Littleton resident Betty Harris, who founded and leads the Littleton Garden Gang, said Ibsen and O'Toole's were bastions of knowledge. Whenever Harris had a gardening question she couldn't answer, the next person to ask was Ibsen. 

"O’Toole’s was kind of like an anchor there for us,” she said. “It’s just been such a big part of our life.” 

The garden center was one of Harris' first introductions to gardening in Colorado after she moved from Virginia in 1993. It was at the store where she bought her first plant in the state, a Christmas cactus. 

For Ibsen, it was these relationships that made his work at O’Toole’s more than just a job.

“If you don’t have the community spirit, you don’t have a store, I don’t care how much stuff you have in the store," Ibsen said. “This place gave people a sense that they were part of the community, and I think that’s important to people."

The garden center is also where Ibsen, who has served as its first and only store manager, met his wife and credits it with helping him start his family. 

“O’Toole’s has impacted a lot of lives," he said, adding that the work he does for others is a reflection of the strength of those communities. "It’s not me, it’s everybody else around me."

Future plans uncertain 

The store has finally met the inevitable, said its owner, Adele O’Toole. The widow of founder Jim O’Toole, Adele said she knew for years the store would one day be in the eye of a developer. 

Located beside the now derelict Columbine Square shopping center at West Belleview Avenue and South Federal Boulevard, the O'Toole's property has been sold to North Carolina-based developer Lennar Multifamily Communities, O'Toole said. 

Though O’Toole said she had not been made aware of the developer’s plans until January, Lennar has sought to build a mixed-use development with 359 apartments and new commercial spaces in the area since at least August 2021, when it submitted a letter of intent to the city. 

According to Mike Sutherland, community development deputy director for the City of Littleton, the area, which also includes O'Toole's property, is currently zoned for commercial use. But under a new land-use code approved by city council in October, developers  are able to apply for zoning changes to certain commercial sites to allow for new housing, as is the case with the Columbine Square area.

--- Information shown ---
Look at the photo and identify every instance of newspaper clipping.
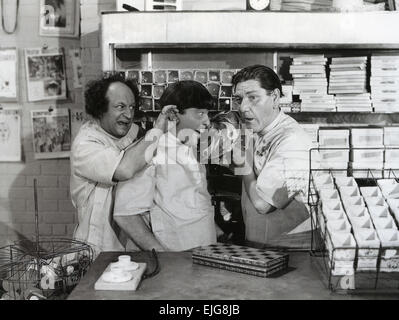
[31,108,71,159]
[25,48,67,101]
[0,109,21,162]
[0,48,18,101]
[69,49,83,89]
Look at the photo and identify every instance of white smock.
[242,112,311,247]
[114,132,216,251]
[70,120,139,254]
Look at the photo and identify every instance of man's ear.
[272,88,281,107]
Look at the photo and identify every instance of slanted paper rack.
[308,147,399,294]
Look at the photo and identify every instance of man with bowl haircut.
[70,76,177,254]
[232,65,311,247]
[114,80,216,251]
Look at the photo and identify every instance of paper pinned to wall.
[0,109,21,162]
[25,48,67,101]
[71,110,87,142]
[0,48,18,101]
[69,49,83,89]
[31,108,71,159]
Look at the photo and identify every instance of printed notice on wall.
[0,49,18,101]
[25,48,67,101]
[0,109,21,162]
[71,110,87,142]
[69,49,83,89]
[31,108,71,159]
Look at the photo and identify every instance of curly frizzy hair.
[85,74,139,119]
[232,64,283,96]
[159,80,213,113]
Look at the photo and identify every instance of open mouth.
[117,121,130,127]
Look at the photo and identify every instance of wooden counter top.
[68,252,399,300]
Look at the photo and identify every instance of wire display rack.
[308,147,399,294]
[0,180,94,300]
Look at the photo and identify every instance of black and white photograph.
[39,0,80,38]
[0,0,399,306]
[0,108,22,162]
[31,108,71,159]
[0,48,18,102]
[25,49,67,101]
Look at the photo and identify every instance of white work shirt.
[254,112,312,209]
[242,112,311,246]
[150,132,216,251]
[70,120,139,254]
[114,132,216,251]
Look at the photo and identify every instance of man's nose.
[123,108,134,120]
[239,99,249,113]
[203,115,211,128]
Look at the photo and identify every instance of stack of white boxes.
[290,55,336,112]
[384,127,399,178]
[319,129,349,171]
[370,56,399,113]
[372,179,399,272]
[350,128,384,178]
[299,123,319,148]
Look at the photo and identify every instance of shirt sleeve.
[72,140,124,185]
[256,137,309,209]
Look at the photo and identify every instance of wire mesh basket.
[0,239,93,300]
[0,179,94,300]
[308,148,399,294]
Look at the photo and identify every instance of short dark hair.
[85,74,139,119]
[159,80,213,113]
[232,64,283,96]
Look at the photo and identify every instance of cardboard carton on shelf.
[364,197,388,208]
[338,186,360,197]
[351,128,384,148]
[322,199,344,212]
[313,172,335,191]
[349,161,384,179]
[342,195,365,209]
[327,218,351,235]
[360,187,382,197]
[385,149,399,164]
[319,129,349,148]
[354,229,380,271]
[368,206,391,219]
[323,210,349,222]
[320,189,340,201]
[373,215,398,230]
[350,216,375,230]
[326,232,356,266]
[345,205,370,220]
[384,127,399,147]
[351,149,384,165]
[335,177,357,187]
[387,199,399,222]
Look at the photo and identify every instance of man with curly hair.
[70,75,174,254]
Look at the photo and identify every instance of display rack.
[308,147,399,294]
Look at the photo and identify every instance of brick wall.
[0,0,241,247]
[0,0,87,247]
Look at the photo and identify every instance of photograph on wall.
[0,109,21,162]
[25,48,67,101]
[71,110,87,142]
[31,108,71,159]
[39,0,79,38]
[69,49,83,89]
[0,48,18,101]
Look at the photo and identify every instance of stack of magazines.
[271,0,332,11]
[192,243,289,277]
[370,56,399,112]
[328,56,372,112]
[290,54,336,111]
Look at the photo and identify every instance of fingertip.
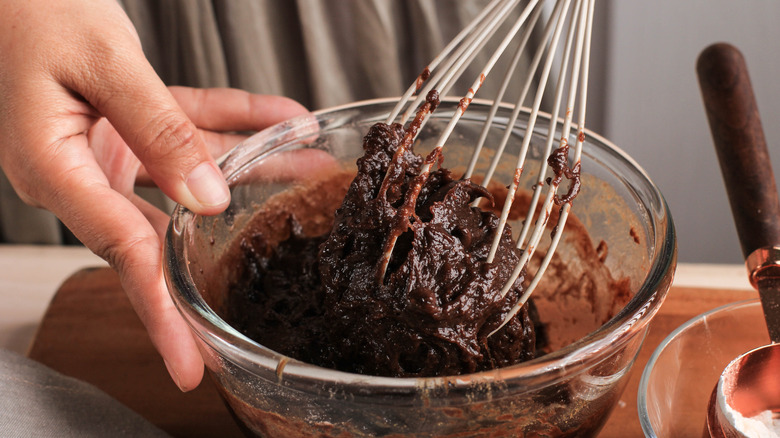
[156,327,204,392]
[181,161,230,214]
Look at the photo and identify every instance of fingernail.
[186,163,230,207]
[163,359,189,392]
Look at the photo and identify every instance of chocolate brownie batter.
[228,94,536,376]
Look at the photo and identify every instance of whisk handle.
[696,43,780,258]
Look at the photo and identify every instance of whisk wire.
[380,0,595,335]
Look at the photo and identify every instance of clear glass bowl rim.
[164,98,677,402]
[636,298,761,437]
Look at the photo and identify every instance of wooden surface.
[29,268,756,438]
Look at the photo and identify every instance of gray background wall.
[588,0,780,263]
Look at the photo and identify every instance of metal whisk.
[381,0,595,335]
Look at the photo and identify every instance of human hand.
[0,0,305,390]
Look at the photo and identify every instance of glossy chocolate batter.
[228,91,536,376]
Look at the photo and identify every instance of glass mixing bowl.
[637,299,769,438]
[165,100,676,437]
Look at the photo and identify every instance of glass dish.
[637,299,769,438]
[165,99,677,437]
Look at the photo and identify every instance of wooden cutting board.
[29,268,756,438]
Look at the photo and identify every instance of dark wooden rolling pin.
[696,43,780,342]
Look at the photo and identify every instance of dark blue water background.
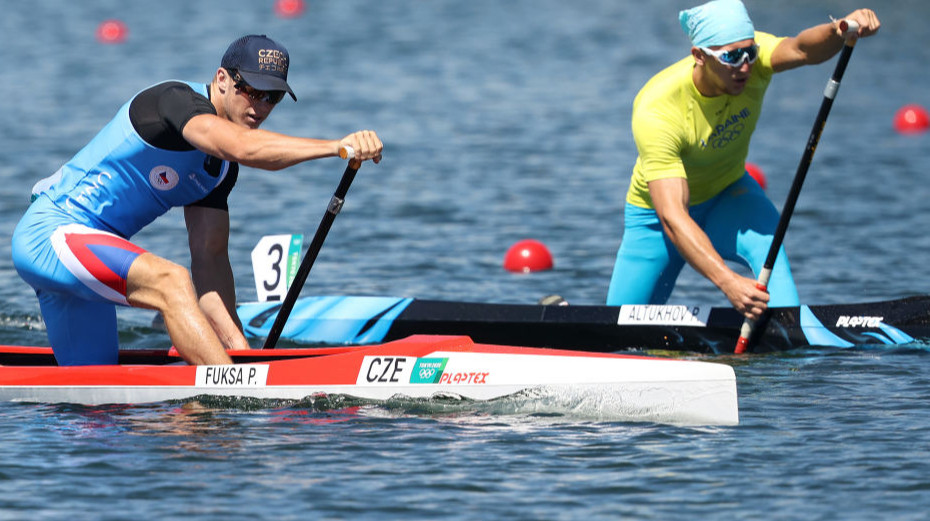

--- To do ---
**A.** Please set down the passage on O'Toole's garden center word for word, starting with "Future plans uncertain" and going on through "Communities, O'Toole said.".
**B.** Answer these questions from the passage on O'Toole's garden center:
(i) Which state did Betty Harris move from, and in what year?
(ii) How many apartments does Lennar's planned mixed-use development include?
(iii) Where is Lennar Multifamily Communities based?

--- Numbered responses ---
**A.**
Future plans uncertain 

The store has finally met the inevitable, said its owner, Adele O’Toole. The widow of founder Jim O’Toole, Adele said she knew for years the store would one day be in the eye of a developer. 

Located beside the now derelict Columbine Square shopping center at West Belleview Avenue and South Federal Boulevard, the O'Toole's property has been sold to North Carolina-based developer Lennar Multifamily Communities, O'Toole said.

**B.**
(i) Virginia, in 1993.
(ii) 359.
(iii) North Carolina.